_Prompt_
Rewrite the entries from the line containing "of the beige" through the end of the entries, putting "image" in place of every "photograph" and keeping all else unchanged. Omit the pictures from your answer.

_Provided information_

* BEGIN *

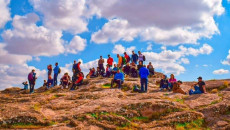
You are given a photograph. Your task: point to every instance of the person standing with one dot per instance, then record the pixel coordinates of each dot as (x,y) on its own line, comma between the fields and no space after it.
(32,78)
(56,72)
(144,73)
(134,57)
(110,61)
(101,64)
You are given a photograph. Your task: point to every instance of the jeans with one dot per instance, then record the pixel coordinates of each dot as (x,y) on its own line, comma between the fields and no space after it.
(197,91)
(119,82)
(31,86)
(55,79)
(144,82)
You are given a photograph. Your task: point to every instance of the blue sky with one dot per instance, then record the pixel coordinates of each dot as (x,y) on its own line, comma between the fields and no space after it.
(35,33)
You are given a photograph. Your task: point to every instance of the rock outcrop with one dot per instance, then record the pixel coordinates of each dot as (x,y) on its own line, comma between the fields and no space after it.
(95,106)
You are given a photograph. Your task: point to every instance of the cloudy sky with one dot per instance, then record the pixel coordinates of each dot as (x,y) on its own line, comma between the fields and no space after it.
(188,38)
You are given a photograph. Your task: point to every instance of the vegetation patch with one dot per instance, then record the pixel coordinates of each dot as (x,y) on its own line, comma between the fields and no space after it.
(197,124)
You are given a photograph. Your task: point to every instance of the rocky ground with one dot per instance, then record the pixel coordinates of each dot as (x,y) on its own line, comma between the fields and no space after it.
(94,106)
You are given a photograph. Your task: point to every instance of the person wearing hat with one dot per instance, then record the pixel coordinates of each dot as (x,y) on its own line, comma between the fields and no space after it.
(176,87)
(199,87)
(110,61)
(118,79)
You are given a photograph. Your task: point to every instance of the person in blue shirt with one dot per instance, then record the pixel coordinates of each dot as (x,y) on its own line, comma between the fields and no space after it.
(56,72)
(134,57)
(144,73)
(118,79)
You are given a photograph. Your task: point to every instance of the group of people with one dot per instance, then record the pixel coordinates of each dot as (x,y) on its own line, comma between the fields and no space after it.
(126,67)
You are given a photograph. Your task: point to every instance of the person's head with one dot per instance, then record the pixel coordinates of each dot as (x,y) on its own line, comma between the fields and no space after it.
(179,82)
(199,79)
(172,76)
(140,63)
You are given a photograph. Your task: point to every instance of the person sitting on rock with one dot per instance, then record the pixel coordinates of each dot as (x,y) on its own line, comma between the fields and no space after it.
(50,82)
(118,79)
(140,65)
(144,73)
(25,85)
(65,80)
(199,87)
(45,83)
(126,69)
(79,81)
(172,80)
(133,70)
(151,69)
(115,68)
(177,88)
(164,83)
(108,71)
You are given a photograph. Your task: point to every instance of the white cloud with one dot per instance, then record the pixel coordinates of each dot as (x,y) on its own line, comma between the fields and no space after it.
(76,45)
(65,15)
(14,75)
(119,49)
(180,22)
(227,61)
(13,59)
(220,72)
(149,47)
(114,31)
(28,39)
(5,12)
(185,60)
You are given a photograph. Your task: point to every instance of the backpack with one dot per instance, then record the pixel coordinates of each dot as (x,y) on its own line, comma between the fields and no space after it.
(123,60)
(128,59)
(144,58)
(59,71)
(30,76)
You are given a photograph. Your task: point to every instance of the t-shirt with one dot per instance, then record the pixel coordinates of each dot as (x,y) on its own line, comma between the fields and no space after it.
(201,86)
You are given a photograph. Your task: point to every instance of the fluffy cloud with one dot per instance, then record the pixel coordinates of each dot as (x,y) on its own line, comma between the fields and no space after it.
(220,72)
(227,61)
(13,59)
(5,12)
(65,15)
(29,39)
(119,49)
(14,75)
(165,22)
(76,45)
(170,61)
(114,31)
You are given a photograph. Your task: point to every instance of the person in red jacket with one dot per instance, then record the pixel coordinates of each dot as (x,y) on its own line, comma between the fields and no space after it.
(110,61)
(127,57)
(78,82)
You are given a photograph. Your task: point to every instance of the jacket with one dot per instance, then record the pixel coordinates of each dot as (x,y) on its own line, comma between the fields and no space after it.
(56,69)
(144,73)
(110,61)
(119,76)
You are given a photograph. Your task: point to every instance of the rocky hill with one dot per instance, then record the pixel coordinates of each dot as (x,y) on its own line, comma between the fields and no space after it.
(95,106)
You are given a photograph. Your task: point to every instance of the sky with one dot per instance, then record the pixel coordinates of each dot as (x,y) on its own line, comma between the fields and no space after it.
(188,38)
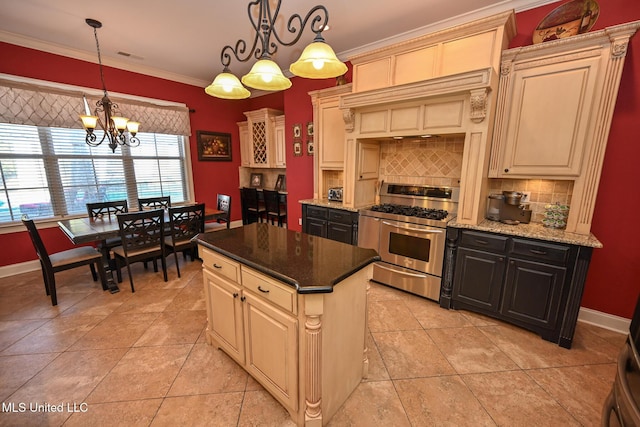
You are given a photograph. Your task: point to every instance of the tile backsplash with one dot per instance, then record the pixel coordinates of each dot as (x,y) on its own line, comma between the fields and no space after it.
(543,192)
(433,161)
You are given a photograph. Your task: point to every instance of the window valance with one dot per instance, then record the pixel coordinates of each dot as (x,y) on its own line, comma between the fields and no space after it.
(40,105)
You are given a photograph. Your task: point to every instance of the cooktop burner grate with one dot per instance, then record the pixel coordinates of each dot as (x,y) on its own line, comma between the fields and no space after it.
(415,211)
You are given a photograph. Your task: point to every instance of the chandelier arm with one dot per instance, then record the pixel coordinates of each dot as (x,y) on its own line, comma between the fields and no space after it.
(296,24)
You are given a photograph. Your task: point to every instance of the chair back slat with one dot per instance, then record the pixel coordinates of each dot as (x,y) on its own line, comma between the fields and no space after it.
(105,210)
(224,204)
(41,251)
(141,230)
(153,203)
(250,196)
(186,222)
(271,201)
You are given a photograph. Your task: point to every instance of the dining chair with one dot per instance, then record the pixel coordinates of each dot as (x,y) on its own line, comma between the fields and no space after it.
(107,210)
(185,222)
(253,206)
(64,260)
(274,210)
(152,203)
(223,220)
(143,239)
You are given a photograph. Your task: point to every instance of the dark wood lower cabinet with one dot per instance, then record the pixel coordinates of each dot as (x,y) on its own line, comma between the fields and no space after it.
(531,283)
(334,224)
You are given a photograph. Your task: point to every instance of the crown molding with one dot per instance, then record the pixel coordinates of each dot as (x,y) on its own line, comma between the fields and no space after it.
(48,47)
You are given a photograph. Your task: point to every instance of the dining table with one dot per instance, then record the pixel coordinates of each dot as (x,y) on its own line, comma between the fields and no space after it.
(87,230)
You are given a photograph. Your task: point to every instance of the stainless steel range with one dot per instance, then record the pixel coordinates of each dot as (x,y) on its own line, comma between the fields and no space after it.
(408,230)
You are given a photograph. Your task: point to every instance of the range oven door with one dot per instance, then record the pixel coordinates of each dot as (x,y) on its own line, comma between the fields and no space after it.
(413,246)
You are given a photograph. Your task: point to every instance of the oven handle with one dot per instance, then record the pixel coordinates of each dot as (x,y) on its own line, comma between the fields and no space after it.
(420,230)
(384,267)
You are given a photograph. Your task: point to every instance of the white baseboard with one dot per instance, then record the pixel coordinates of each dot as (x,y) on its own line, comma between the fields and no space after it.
(22,267)
(604,320)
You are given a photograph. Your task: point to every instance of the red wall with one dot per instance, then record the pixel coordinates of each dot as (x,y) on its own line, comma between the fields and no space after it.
(613,281)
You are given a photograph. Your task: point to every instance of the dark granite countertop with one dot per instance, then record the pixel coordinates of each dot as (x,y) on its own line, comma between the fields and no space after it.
(327,204)
(309,263)
(533,231)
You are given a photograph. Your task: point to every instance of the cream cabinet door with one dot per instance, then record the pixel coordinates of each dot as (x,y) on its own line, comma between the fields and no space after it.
(272,349)
(281,154)
(549,119)
(330,134)
(368,160)
(225,309)
(245,144)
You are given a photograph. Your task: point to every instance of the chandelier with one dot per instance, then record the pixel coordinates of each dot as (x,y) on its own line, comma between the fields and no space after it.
(115,127)
(317,61)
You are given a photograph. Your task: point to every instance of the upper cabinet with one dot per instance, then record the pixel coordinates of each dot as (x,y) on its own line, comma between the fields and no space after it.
(554,110)
(245,149)
(448,52)
(264,146)
(328,126)
(546,107)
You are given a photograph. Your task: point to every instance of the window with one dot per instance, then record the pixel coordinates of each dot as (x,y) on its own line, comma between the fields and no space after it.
(49,172)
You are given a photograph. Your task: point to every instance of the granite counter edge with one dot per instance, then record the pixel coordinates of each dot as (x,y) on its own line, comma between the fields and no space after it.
(532,231)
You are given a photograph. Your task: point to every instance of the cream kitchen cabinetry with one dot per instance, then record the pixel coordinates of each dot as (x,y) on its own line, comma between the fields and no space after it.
(547,108)
(281,154)
(245,149)
(329,138)
(554,110)
(263,148)
(304,343)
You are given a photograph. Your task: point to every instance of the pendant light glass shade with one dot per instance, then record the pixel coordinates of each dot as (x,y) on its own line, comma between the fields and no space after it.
(227,86)
(266,75)
(318,61)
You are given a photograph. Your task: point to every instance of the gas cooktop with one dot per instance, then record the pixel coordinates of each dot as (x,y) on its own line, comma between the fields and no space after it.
(417,211)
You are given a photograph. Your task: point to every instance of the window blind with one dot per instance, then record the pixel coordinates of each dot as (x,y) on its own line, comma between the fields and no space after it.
(51,172)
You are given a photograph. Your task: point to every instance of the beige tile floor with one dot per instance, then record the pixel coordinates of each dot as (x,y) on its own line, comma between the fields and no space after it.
(141,359)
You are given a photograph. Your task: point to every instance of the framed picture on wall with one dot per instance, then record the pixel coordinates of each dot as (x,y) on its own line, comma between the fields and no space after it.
(213,146)
(297,131)
(256,180)
(281,183)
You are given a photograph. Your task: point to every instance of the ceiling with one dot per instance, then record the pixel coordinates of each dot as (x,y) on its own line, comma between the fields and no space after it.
(182,40)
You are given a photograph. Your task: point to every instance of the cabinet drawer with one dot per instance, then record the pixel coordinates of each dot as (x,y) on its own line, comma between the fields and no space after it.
(220,264)
(494,243)
(282,295)
(317,212)
(343,217)
(541,251)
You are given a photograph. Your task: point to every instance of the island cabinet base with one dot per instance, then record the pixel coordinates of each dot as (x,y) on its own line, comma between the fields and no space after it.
(531,283)
(308,350)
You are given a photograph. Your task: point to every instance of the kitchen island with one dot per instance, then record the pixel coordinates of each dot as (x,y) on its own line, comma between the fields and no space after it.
(524,274)
(291,309)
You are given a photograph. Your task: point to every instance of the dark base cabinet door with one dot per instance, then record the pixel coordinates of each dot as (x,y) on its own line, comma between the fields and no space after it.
(478,279)
(317,227)
(533,292)
(340,232)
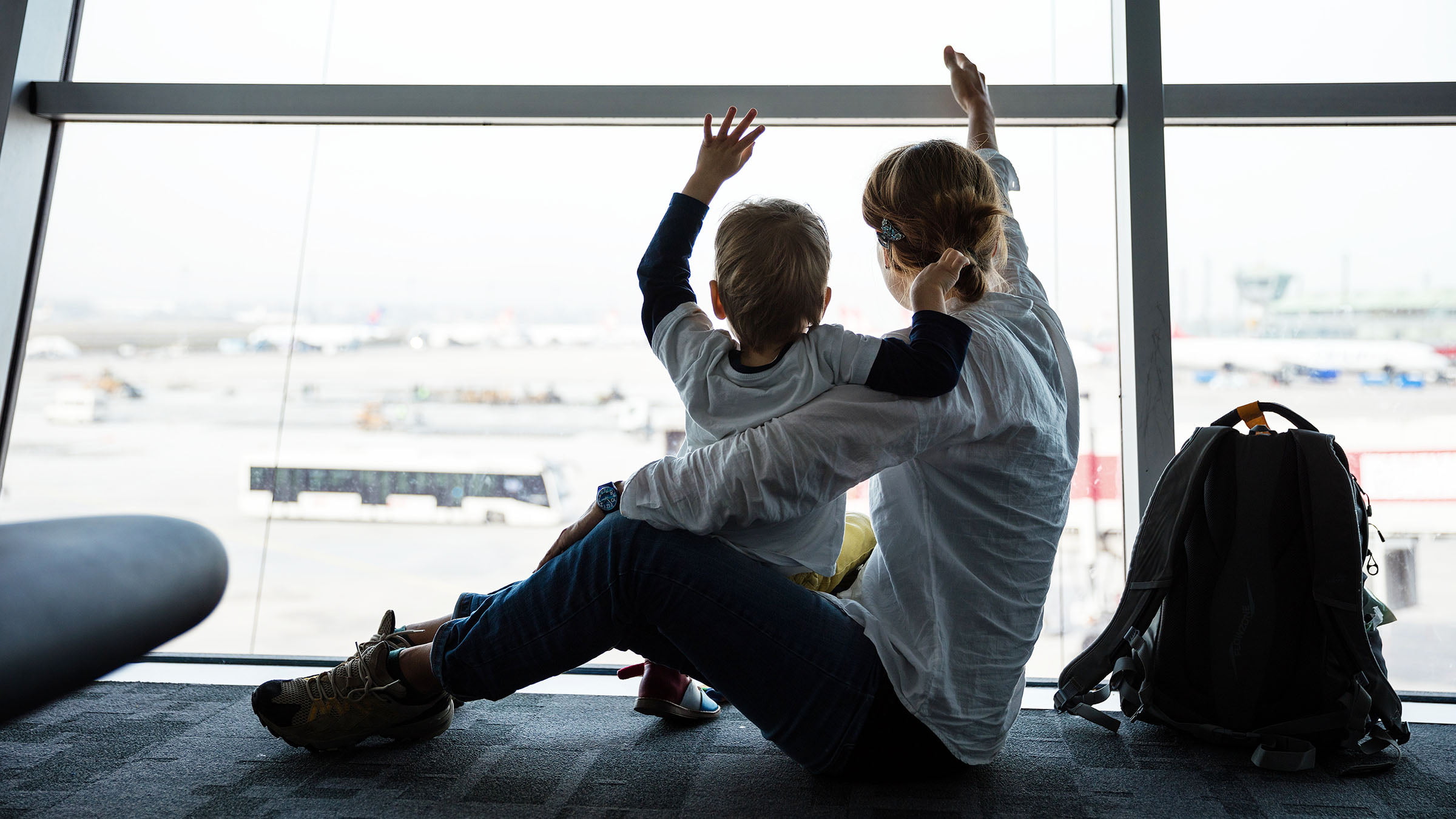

* END *

_Exercise output_
You are given a image. Your task: point to every instance of the beige tile floor with one dot per instance, then record the pixel coordinates of each dot as (x,y) on its own line, comma between the fields and no space after it.
(141,359)
You are given a image. Your task: point to every instance of the framed picture on wall with one dot per instance, then record the pixel coordinates of each dot as (x,y) on its own line, comma between the fields and no space after it.
(213,146)
(297,131)
(256,180)
(281,183)
You are given a image. Your task: point to every instance of the ceiling with one dot per instance, then record the pixel coordinates of each dot as (x,y) on its own line, comma between the fields and no space after it.
(182,40)
You are given a image. Your task: point to every instance of the cabinet drawer with one dot per instance, then record the pixel coordinates of each dot as (x,y) on its own line, comma between the fields and no space after it.
(220,264)
(494,243)
(282,295)
(317,212)
(343,217)
(541,251)
You are given a image. Your task: point to every instance of the island cabinet base with one dot per instance, then record the pixel coordinates of each dot as (x,y) on its own line, comma between the fields and no space after it.
(531,283)
(308,350)
You are given a image. Your task: point to every instance of the kitchen island with one dot per instance, then record the pixel coordinates of each dot as (x,y) on its own line, comma between the fields and no space after it.
(524,274)
(291,309)
You are given a image. Your task: point to every instance of the dark base cabinet door with one dot per instance, then record the pixel coordinates of each dot as (x,y) on its own line, comma between the fields and no space after it.
(478,279)
(317,227)
(533,292)
(340,232)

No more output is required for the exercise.